Stored items
......
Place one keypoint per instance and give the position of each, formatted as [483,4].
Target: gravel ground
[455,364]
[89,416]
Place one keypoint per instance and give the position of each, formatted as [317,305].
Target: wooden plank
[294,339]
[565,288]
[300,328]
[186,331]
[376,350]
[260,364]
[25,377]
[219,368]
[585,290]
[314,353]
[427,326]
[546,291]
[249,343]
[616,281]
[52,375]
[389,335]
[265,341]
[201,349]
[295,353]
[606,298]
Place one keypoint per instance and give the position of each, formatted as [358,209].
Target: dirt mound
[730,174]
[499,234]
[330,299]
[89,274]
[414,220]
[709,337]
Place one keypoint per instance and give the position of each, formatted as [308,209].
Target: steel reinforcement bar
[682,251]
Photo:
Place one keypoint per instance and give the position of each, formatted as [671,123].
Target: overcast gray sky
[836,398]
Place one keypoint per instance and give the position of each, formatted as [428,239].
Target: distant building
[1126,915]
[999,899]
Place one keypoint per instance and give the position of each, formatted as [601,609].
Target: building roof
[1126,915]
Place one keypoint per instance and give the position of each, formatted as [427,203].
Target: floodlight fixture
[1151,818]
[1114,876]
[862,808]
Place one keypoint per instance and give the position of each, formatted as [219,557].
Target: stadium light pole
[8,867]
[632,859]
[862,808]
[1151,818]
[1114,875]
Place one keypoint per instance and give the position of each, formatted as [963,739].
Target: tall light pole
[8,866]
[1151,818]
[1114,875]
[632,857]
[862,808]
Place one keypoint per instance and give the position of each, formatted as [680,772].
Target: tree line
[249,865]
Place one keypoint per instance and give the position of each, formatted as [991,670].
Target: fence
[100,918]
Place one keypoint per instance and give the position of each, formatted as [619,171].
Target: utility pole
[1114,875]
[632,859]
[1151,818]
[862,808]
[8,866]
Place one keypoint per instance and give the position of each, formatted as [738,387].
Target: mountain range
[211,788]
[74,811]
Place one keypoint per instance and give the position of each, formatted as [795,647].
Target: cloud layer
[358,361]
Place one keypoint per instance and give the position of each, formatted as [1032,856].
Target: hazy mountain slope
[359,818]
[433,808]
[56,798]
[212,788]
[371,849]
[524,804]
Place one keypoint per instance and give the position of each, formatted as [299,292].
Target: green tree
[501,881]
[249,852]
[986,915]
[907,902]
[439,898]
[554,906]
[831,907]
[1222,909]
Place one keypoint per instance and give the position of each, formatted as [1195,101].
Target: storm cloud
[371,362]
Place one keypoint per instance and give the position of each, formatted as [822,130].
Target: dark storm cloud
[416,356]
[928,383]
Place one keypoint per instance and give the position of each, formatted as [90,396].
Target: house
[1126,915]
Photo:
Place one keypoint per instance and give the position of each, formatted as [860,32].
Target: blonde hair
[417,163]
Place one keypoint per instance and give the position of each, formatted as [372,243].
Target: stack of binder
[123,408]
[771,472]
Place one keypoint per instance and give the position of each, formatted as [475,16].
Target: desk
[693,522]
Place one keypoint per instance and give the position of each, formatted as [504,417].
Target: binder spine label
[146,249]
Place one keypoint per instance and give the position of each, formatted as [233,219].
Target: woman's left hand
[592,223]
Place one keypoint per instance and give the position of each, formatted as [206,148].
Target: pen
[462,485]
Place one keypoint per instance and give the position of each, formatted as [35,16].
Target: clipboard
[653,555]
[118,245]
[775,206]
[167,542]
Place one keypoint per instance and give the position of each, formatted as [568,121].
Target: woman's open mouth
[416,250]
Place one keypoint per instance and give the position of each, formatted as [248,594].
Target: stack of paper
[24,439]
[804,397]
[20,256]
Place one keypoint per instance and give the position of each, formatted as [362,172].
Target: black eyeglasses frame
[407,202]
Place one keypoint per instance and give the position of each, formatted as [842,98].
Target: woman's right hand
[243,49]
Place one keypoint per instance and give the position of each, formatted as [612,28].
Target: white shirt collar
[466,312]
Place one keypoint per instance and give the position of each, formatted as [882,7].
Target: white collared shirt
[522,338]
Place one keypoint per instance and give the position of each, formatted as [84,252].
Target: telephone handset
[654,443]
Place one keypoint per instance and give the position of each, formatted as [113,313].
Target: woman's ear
......
What is expected ▸ Return the records given above in their entirety, word for word.

Written response ▸
Place one keypoint per instance and give the position of each, formatted as [483,4].
Target: gravel ground
[455,364]
[89,416]
Place one keypoint per instance and give the position of each, formatted as [317,305].
Target: wooden plank
[294,339]
[565,288]
[300,328]
[186,331]
[376,350]
[260,364]
[25,377]
[219,368]
[585,290]
[314,353]
[427,326]
[546,291]
[249,343]
[616,281]
[52,375]
[389,335]
[265,341]
[201,349]
[295,353]
[606,298]
Place one keypoint per instance and give the position of each, formatted as [358,209].
Target: dirt mound
[730,174]
[499,234]
[330,299]
[89,274]
[414,220]
[709,337]
Place one keypoint per instance and give the position of each, formatted as [308,209].
Target: steel reinforcement bar
[682,251]
Photo:
Place one keypoint per instance and give the position of each, formatted as [671,123].
Target: overcast gray sky
[836,398]
Place one keypoint per instance and give the position of each, formatted as [428,239].
Target: distant building
[1126,915]
[999,899]
Place one keypoint per instance and give the position of each, formatted as [601,609].
Target: building roof
[1126,915]
Place one keypoint per instance and give the position of each, formatted as [427,203].
Target: floodlight fixture
[1151,818]
[1114,876]
[862,808]
Place one keypoint per instance and give the position of each, formatted as [219,557].
Target: stadium light pole
[8,867]
[632,859]
[862,808]
[1151,818]
[1114,875]
Place one keypoint per instance and give the position of each, formatted as [963,739].
Target: tall light pole
[8,866]
[1151,818]
[1114,875]
[632,857]
[862,808]
Place one keypoint per instance and give the position of each, formatted as [680,772].
Target: tree line
[249,865]
Place one keypoint per instance and give the position of each, formatted as [991,670].
Target: fence
[100,918]
Place one keypoint per instance and give the position of each, formatted as [619,171].
Target: utility pole
[1114,875]
[632,859]
[1151,818]
[862,808]
[8,866]
Place one keypoint per instance and give the position of each, formatted as [738,387].
Target: mountain range
[211,788]
[74,811]
Place one keypoint per instance and give the position of each, formatted as [795,647].
Target: cloud layer
[358,361]
Place one keypoint per instance and give the position of each, formatted as [1032,856].
Target: hazy mountain slope
[359,818]
[433,808]
[56,798]
[212,788]
[371,849]
[524,804]
Place one keypoint per instance and give the position of each, formatted as [299,292].
Target: green tree
[501,881]
[249,852]
[986,915]
[907,902]
[439,898]
[554,906]
[831,907]
[1222,909]
Place one keypoint per instance and give the position of each, formatted as [1195,101].
Target: storm cloud
[371,362]
Place one keypoint per instance and give the position of each, formatted as [822,130].
Target: dark storm cloud
[416,356]
[928,383]
Place one keypoint per instance and give the position of each, formatted as [90,396].
Target: house
[1126,915]
Photo:
Place one keypoint per instance and give the position of each, formatted as [860,32].
Target: blonde hair
[417,163]
Place one keypoint per instance and give the position of each, formatted as [372,243].
Target: stack of binder
[123,408]
[771,472]
Place one keypoint per instance and give the position of each, formatted as [475,16].
Target: desk
[693,522]
Place one keypoint per instance and give the position of each, formatted as [504,417].
Target: binder spine label
[146,249]
Place one keypoint per instance and give the position of each, formatted as [233,219].
Target: woman's left hand
[592,223]
Place one keypoint per instance and give the position of each, formatted as [206,148].
Target: pen
[462,485]
Place one keypoint per instance and give the position of each, formatted as [35,16].
Target: clipboard
[653,555]
[118,245]
[775,206]
[167,542]
Place one keypoint per instance and give the position of each, formatted as [568,121].
Target: woman's open mouth
[416,250]
Place one keypoint per instance and give the position of each, formatted as [248,594].
Target: stack of paper
[24,439]
[804,397]
[20,256]
Place one keypoint per instance and give the position of each, formatted as [362,172].
Target: black eyeglasses frame
[407,202]
Place one keypoint per instance and give the position of each, formatted as [842,98].
Target: woman's right hand
[243,49]
Place one keypoint per instance and give the position of each, formatted as [612,28].
Target: white shirt collar
[466,312]
Place one keypoint per instance and give the position of each, formatted as [882,7].
Target: white collared shirt
[522,338]
Place one keypoint per instance and give the position of each, formatted as [84,252].
Target: telephone handset
[654,443]
Place one keypoint per instance and give the position of each, formatted as [113,313].
Target: woman's ear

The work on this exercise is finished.